• What to produce:
Please rewrite only the lines that begin at the one containing "of the rooftop" and end after the one containing "pixel 235 76", including the requests unchanged. Raise every coordinate in the answer points by 17.

□ □ □ □ □ □ □

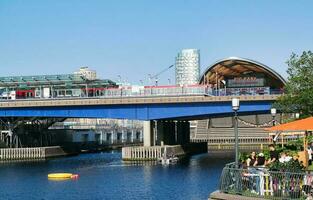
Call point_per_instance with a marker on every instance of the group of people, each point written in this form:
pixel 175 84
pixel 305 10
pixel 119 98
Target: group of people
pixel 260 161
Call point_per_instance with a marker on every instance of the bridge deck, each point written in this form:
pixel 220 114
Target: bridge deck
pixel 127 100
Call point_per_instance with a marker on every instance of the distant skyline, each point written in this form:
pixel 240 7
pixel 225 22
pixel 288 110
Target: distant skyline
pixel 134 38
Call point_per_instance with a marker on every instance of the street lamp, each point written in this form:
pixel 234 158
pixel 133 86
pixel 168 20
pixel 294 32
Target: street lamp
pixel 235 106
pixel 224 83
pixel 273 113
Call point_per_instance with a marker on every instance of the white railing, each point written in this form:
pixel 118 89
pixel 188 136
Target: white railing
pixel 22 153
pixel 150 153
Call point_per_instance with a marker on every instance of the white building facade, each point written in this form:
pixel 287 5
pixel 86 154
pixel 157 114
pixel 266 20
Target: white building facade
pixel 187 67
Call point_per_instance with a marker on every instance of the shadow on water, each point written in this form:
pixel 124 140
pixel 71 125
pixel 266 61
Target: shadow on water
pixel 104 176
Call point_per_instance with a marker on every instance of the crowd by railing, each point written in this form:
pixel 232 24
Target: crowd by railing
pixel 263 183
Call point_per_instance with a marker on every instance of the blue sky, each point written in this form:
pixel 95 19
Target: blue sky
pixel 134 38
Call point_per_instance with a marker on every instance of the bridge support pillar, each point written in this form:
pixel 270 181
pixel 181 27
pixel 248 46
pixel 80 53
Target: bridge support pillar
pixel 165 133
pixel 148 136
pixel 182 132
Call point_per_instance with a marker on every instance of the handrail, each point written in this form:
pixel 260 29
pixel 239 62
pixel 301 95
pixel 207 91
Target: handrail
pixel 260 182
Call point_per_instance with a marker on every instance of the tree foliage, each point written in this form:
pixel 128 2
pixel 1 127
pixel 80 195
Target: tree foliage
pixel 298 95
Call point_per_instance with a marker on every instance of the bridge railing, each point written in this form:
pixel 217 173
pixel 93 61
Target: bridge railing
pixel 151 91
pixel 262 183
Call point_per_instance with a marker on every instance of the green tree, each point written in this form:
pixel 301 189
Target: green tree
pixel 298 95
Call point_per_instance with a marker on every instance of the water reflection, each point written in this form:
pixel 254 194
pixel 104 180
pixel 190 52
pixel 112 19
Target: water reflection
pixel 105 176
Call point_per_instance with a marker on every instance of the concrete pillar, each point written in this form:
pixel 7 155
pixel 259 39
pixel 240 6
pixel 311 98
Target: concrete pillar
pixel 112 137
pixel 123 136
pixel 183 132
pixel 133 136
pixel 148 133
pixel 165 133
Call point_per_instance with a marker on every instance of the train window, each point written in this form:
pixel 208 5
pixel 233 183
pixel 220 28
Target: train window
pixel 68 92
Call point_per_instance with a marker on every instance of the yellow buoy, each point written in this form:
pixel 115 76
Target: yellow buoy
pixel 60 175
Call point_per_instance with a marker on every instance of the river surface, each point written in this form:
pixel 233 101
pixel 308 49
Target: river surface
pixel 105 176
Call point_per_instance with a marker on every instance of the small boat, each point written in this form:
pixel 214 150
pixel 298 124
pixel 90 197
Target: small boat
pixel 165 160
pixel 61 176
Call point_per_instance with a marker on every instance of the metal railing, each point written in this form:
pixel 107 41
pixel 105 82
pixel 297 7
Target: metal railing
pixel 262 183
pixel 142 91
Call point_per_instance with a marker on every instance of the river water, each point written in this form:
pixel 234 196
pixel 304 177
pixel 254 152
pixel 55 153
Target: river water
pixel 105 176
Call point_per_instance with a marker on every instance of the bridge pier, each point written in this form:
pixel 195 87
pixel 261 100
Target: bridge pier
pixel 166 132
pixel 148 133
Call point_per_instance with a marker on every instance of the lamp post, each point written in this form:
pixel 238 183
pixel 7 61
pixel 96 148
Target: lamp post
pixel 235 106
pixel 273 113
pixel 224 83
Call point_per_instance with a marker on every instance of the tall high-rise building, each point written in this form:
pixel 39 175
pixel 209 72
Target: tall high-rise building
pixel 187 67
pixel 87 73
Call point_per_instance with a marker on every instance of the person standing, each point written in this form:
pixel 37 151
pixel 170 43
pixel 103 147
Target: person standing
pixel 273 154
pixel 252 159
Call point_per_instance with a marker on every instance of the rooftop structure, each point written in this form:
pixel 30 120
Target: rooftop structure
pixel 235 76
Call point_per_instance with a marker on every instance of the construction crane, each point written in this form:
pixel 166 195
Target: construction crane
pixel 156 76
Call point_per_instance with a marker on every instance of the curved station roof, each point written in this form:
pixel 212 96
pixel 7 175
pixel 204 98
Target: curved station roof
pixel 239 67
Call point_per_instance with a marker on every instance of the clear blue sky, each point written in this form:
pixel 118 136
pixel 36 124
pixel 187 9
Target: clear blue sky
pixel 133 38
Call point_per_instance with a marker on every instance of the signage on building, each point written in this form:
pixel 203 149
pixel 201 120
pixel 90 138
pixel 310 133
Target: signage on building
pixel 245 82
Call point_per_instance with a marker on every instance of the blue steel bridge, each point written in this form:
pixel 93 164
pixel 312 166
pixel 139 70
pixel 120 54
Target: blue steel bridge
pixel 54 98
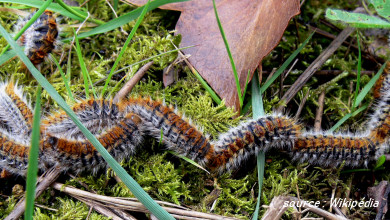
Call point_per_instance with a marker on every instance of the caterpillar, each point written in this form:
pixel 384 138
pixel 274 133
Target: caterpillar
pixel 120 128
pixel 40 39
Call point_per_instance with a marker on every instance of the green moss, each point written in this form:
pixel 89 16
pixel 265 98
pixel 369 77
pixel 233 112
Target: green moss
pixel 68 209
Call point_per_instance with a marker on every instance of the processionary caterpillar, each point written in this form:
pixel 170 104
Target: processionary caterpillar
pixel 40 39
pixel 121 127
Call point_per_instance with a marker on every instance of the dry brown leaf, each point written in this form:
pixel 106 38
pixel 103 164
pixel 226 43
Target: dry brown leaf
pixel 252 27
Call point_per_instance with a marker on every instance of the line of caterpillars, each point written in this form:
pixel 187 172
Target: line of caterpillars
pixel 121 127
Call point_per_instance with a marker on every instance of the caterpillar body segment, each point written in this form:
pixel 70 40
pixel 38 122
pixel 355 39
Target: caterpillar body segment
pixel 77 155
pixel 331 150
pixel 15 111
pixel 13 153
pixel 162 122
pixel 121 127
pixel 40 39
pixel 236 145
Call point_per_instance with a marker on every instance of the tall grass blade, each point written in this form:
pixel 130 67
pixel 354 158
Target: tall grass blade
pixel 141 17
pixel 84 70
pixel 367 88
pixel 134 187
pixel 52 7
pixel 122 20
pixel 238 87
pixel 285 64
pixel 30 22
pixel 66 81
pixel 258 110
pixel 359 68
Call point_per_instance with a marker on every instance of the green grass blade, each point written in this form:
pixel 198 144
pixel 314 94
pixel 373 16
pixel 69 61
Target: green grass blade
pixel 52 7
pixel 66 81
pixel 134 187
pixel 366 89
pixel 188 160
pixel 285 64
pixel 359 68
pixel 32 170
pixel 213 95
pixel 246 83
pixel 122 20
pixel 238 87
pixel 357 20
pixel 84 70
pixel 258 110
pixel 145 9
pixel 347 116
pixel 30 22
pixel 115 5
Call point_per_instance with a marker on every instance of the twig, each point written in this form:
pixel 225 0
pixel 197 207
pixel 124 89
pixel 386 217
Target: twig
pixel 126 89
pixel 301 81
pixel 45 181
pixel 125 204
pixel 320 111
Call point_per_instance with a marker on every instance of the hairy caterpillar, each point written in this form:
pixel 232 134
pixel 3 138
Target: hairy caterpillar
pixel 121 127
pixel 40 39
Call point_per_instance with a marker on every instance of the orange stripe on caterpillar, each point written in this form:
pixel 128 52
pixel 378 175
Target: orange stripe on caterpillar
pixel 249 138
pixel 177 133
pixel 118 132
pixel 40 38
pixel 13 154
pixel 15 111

□ □ □ □ □ □ □

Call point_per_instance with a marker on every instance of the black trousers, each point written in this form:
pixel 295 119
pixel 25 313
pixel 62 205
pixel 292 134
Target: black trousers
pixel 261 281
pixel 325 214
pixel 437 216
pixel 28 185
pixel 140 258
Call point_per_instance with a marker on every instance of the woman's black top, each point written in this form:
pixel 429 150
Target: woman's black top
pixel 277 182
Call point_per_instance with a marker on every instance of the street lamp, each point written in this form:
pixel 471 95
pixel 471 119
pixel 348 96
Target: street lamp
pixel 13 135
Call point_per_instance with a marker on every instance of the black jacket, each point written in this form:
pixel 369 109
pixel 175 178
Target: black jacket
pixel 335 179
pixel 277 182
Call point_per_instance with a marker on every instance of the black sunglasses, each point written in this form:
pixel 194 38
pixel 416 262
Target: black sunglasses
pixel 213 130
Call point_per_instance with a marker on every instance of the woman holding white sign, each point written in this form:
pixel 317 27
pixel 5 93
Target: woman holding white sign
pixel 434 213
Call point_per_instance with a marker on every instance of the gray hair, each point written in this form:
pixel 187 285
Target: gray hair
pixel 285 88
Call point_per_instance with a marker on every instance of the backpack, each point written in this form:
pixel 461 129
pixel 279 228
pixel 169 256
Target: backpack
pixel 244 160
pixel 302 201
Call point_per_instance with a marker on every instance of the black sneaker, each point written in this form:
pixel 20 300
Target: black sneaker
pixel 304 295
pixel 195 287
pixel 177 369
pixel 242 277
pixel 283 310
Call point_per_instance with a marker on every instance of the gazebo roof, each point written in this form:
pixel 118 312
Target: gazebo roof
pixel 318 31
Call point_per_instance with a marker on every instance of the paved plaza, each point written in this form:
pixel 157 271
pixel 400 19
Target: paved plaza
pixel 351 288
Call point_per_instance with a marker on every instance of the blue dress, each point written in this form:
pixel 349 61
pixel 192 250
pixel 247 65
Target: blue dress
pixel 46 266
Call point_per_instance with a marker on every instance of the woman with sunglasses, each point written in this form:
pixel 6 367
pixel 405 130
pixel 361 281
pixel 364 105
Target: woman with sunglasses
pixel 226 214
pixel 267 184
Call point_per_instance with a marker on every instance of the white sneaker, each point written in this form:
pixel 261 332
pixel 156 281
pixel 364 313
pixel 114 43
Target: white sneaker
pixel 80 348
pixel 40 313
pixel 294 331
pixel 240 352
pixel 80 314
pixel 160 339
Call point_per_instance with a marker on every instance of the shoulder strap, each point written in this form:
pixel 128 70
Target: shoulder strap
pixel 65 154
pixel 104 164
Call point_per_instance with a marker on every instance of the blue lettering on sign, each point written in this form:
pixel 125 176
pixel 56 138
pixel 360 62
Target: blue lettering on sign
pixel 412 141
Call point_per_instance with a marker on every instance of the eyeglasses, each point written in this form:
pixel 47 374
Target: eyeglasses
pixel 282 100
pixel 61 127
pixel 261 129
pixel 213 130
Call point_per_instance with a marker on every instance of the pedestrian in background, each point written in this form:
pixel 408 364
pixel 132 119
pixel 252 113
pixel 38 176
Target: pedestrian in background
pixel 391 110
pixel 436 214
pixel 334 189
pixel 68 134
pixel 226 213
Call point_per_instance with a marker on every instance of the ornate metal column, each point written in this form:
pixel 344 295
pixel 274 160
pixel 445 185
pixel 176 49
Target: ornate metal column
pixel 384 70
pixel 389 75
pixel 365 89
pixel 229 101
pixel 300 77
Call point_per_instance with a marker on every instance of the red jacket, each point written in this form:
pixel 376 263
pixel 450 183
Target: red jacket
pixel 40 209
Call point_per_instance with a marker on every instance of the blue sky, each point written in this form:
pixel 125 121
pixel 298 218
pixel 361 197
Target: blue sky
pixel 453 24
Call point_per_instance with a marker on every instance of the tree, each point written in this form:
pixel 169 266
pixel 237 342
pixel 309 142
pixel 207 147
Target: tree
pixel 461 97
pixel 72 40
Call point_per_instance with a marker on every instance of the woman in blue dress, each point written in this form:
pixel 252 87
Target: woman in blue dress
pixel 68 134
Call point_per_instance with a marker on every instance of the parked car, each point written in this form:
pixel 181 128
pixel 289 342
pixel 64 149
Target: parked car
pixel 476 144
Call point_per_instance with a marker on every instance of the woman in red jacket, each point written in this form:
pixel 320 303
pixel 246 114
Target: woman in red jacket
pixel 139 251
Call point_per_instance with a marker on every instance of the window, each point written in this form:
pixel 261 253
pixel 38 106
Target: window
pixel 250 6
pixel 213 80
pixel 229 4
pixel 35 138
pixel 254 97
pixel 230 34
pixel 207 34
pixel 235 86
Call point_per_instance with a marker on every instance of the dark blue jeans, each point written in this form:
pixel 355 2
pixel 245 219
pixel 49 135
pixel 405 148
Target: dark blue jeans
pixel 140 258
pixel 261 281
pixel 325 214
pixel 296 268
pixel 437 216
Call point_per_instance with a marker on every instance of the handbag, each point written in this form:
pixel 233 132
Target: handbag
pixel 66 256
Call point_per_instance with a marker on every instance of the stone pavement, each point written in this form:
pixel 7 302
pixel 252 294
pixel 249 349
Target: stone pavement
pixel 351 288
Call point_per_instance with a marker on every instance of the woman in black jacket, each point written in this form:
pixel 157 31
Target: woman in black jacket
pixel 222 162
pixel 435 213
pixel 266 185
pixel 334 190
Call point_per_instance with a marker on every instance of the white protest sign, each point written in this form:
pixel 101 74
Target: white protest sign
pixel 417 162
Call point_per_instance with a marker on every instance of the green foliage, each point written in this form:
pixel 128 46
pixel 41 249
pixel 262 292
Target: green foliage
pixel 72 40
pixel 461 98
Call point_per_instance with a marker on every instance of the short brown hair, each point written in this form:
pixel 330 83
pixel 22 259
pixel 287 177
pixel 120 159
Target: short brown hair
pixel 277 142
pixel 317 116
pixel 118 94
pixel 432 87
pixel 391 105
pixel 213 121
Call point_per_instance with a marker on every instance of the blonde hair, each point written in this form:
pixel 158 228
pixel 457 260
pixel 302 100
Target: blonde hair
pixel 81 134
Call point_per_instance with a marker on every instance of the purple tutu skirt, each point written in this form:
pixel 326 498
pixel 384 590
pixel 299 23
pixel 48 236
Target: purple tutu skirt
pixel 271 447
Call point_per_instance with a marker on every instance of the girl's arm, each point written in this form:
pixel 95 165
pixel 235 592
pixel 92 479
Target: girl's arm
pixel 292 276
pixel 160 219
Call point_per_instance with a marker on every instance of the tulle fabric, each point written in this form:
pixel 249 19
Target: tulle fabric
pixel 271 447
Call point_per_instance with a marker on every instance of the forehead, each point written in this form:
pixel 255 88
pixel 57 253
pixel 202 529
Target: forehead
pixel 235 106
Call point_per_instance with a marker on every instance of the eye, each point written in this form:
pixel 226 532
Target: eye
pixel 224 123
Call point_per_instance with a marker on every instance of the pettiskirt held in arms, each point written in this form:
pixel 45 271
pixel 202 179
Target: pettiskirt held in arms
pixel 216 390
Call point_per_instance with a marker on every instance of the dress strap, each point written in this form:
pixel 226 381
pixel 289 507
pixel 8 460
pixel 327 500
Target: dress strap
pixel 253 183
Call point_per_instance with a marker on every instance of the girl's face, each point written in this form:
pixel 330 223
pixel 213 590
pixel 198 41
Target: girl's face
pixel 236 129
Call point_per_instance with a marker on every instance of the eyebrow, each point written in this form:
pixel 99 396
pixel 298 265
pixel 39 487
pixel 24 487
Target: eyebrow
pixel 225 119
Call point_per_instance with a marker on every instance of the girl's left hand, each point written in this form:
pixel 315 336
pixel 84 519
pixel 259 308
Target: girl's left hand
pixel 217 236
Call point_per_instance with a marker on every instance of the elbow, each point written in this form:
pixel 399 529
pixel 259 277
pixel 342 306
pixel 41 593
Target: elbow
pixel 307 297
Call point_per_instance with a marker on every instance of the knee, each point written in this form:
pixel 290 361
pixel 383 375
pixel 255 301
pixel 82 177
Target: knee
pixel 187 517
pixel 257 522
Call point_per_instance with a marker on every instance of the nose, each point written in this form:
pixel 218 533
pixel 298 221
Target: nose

□ □ □ □ □ □ □

• Reply to the exercise:
Call point_per_instance with a marker on every instance of the rooftop structure, each point written in this form:
pixel 30 120
Target: rooftop structure
pixel 252 93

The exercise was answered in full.